__Work task__: The whole listing below should be duplicated exactly, with nothing left out.

──────── Materials provided ────────

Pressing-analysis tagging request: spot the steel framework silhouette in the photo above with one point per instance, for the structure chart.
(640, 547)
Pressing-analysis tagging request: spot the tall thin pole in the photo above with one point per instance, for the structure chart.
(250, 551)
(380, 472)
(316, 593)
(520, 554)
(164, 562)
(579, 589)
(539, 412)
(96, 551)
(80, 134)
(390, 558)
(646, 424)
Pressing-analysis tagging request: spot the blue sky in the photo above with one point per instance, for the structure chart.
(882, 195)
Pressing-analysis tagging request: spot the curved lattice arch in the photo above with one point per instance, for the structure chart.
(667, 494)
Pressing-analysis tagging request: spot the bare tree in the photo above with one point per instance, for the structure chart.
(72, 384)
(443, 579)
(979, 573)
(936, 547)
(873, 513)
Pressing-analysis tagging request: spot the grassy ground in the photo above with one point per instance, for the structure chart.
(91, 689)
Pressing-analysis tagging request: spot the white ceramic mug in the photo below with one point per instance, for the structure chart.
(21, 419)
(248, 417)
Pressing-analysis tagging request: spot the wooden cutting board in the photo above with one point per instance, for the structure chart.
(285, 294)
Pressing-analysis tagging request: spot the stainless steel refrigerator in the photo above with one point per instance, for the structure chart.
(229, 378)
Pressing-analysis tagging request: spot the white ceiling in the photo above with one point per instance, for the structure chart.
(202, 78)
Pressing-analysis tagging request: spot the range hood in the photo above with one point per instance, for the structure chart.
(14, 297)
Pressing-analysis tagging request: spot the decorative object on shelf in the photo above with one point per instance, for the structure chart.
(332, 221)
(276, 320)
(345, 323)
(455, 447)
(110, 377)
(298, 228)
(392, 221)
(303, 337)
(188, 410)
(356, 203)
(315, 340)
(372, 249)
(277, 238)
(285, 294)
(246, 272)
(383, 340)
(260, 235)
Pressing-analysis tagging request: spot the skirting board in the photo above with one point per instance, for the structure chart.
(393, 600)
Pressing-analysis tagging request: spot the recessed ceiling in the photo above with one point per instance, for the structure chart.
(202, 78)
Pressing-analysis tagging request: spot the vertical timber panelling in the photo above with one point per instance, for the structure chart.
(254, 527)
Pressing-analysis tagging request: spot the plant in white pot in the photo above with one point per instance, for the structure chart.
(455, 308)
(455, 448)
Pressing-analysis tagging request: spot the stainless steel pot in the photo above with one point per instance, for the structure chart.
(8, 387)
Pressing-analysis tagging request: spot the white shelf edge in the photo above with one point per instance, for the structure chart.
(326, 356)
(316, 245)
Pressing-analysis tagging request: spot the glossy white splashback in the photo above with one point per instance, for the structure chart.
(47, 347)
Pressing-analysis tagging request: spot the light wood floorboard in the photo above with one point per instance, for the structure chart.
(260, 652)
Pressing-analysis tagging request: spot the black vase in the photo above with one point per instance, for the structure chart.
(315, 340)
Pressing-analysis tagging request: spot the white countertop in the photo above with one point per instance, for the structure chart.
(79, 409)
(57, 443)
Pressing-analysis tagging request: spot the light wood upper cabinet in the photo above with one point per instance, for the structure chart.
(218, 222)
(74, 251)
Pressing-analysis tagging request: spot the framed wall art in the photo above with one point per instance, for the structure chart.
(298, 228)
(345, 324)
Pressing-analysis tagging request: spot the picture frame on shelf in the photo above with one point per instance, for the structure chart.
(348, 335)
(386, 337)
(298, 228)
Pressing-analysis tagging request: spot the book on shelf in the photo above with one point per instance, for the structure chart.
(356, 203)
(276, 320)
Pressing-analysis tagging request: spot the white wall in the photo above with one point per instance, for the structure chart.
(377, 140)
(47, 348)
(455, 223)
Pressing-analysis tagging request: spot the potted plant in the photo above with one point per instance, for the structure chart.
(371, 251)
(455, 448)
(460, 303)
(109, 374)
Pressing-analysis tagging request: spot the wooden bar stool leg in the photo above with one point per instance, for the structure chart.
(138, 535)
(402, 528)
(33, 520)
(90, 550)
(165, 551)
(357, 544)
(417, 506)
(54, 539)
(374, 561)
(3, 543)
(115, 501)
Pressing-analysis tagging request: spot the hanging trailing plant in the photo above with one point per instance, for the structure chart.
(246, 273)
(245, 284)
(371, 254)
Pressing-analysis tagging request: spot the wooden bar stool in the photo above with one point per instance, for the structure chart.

────────

__Response area__:
Pressing-analysis tagging request: spot the steel framework silhouette in the photo above with one point per instance, for the structure chart.
(640, 547)
Pressing-analysis tagging request: spot the tall thin pole in the photo above with one point per instance, for the structure chart.
(250, 551)
(380, 472)
(316, 593)
(520, 554)
(164, 562)
(579, 589)
(539, 412)
(96, 551)
(80, 134)
(390, 558)
(646, 424)
Pressing-analysis tagging request: spot the blue sky in the photo above with one point per instance, for the structure chart.
(882, 195)
Pressing-analysis tagging request: spot the curved lattice arch in the photo above with one point per instance, for the structure chart.
(667, 494)
Pressing-analysis tagging request: spot the bare tree in the photo above with one point per instance, for the structure chart.
(72, 384)
(443, 579)
(979, 573)
(936, 547)
(873, 513)
Pressing-analysis tagging request: spot the grassy ground in the photo above with one point per instance, for the structure chart.
(91, 689)
Pressing-analysis tagging request: spot the white ceramic mug in the photo below with one point per instance, for the structure chart.
(21, 419)
(248, 417)
Pressing-analysis tagging request: spot the wooden cutting board in the photo above with one point per instance, for the structure chart.
(285, 294)
Pressing-analysis tagging request: spot the stainless steel refrigerator in the photo above with one point per instance, for the structure chart.
(229, 378)
Pressing-analysis tagging request: spot the white ceiling in the photo above with one point per instance, for the structure chart.
(202, 78)
Pressing-analysis tagging request: spot the range hood in the photo above with one point per instance, for the structure chart.
(14, 297)
Pressing-analysis tagging request: spot the decorative object on shelf in the photo above with one point per instance, for the structure chart.
(332, 221)
(276, 320)
(345, 323)
(455, 447)
(110, 377)
(298, 228)
(392, 221)
(303, 337)
(188, 410)
(356, 203)
(315, 340)
(372, 249)
(277, 238)
(285, 294)
(246, 272)
(383, 340)
(260, 235)
Pressing-analysis tagging request: spot the skirting board in the photo above with one point per instance, for the structure chart.
(393, 600)
Pressing-analysis tagging request: spot the recessed ceiling in the photo above with one point per instance, for the structure chart.
(202, 78)
Pressing-analysis tagging request: spot the vertical timber panelling in the photo above with one point per instance, for the structure chart.
(254, 527)
Pressing-analysis tagging request: spot the plant in white pot in the photo above with one point per instance, for the structure chart.
(455, 308)
(455, 448)
Pressing-analysis tagging request: spot the stainless steel pot in the photo above with one point per instance, for the structure chart.
(8, 387)
Pressing-analysis tagging request: spot the white shelf edge in the photo above with one point per instance, for the structure chart.
(326, 356)
(316, 245)
Pressing-analysis tagging request: spot the glossy white splashback in the photo above with one point per instance, for the structure chart.
(47, 347)
Pressing-analysis tagging request: spot the light wood floorboard in the photo above with one point per instance, for the structure chart.
(260, 652)
Pressing-analysis tagging request: spot the black vase in the photo above with one point per instance, for the structure chart.
(315, 340)
Pressing-analysis tagging request: spot the white countertop in the photo above with one point per instance, for the structure chart.
(79, 409)
(57, 443)
Pressing-analysis tagging request: spot the light wood upper cabinet in the photo above with one point per instance, for the structure chart.
(218, 222)
(74, 251)
Pressing-analysis tagging request: spot the framed wall art in the photo above with one point per instance, for the structure chart.
(298, 228)
(345, 324)
Pressing-analysis tagging request: spot the picture frame on shelf in the photo above with one point per instance, for the structure chart.
(348, 335)
(386, 337)
(298, 228)
Pressing-analysis tagging request: spot the book on shelf in the photo above with one point per instance, for the structure chart.
(356, 203)
(276, 320)
Pressing-analysis tagging request: spot the white wall in the photo above with one point per instance, for the structure chart.
(377, 140)
(47, 348)
(455, 223)
Pressing-analysis tagging request: spot the potted plant in the photo above with one point per instance, for the structure chart.
(371, 251)
(455, 448)
(460, 303)
(109, 374)
Pressing-analysis tagging request: spot the wooden bar stool leg in the photo above with one point per instance, for the structure chart.
(138, 535)
(402, 528)
(33, 520)
(90, 550)
(165, 551)
(357, 544)
(417, 506)
(54, 539)
(374, 561)
(3, 543)
(115, 501)
Pressing-analysis tagging request: spot the hanging trailing plant in the photo above with one point per instance, for the structure chart.
(246, 273)
(245, 284)
(371, 254)
Pressing-analysis tagging request: spot the wooden bar stool in the photo above with one point per instance, for the structure chart.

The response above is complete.